Produce word for word the lines of the data below running from the one that has "# locate curb: put a pin on each instance." to the one that has "# locate van wheel: put", inclusive, and no others.

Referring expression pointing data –
+++
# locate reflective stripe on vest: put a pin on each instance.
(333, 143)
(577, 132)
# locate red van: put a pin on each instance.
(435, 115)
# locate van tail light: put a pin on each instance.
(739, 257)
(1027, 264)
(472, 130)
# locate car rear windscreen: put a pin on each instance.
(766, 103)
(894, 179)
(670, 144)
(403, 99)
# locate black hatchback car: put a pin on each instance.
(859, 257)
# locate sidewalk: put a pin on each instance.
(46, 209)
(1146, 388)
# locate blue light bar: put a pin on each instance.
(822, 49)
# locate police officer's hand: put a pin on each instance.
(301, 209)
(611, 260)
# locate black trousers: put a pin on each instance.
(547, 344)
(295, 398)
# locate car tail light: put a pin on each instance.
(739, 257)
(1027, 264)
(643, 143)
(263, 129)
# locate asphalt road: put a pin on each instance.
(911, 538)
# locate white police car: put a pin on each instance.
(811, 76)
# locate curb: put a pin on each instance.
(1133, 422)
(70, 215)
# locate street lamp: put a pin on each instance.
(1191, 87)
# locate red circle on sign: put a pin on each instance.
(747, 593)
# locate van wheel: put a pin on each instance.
+++
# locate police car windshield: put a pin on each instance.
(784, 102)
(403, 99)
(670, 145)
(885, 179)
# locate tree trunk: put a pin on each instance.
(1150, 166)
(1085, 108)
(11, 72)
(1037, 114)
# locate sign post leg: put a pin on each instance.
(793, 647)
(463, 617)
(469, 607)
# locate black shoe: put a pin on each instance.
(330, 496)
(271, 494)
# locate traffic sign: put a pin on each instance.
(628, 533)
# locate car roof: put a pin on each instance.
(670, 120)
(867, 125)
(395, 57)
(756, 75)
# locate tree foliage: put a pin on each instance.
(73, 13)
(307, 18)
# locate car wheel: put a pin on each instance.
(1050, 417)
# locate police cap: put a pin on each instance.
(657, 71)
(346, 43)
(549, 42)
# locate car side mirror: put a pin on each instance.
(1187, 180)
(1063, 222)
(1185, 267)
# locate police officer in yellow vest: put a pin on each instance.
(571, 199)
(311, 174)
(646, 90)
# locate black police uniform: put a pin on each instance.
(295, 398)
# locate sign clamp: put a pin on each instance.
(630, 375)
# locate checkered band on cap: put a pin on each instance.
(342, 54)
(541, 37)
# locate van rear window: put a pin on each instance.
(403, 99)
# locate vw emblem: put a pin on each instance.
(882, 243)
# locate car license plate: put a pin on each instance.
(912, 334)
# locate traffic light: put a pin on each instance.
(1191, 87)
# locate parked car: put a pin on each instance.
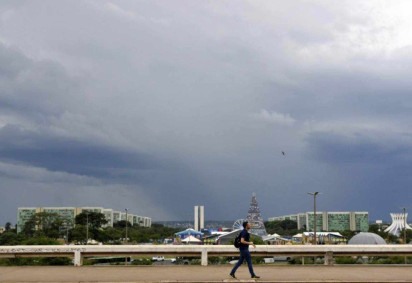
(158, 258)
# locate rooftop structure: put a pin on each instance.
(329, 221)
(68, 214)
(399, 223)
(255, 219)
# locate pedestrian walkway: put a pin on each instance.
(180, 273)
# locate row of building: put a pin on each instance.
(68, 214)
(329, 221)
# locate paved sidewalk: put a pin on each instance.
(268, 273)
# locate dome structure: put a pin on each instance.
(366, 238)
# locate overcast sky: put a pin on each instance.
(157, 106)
+++
OUTPUT –
# locate curb: put a pin on each instance.
(1133, 422)
(70, 215)
# locate street lamp: put a pin on each instance.
(1191, 87)
# locate red circle on sign: put a pin on each instance.
(747, 593)
# locate van wheel: put a pin on each instance.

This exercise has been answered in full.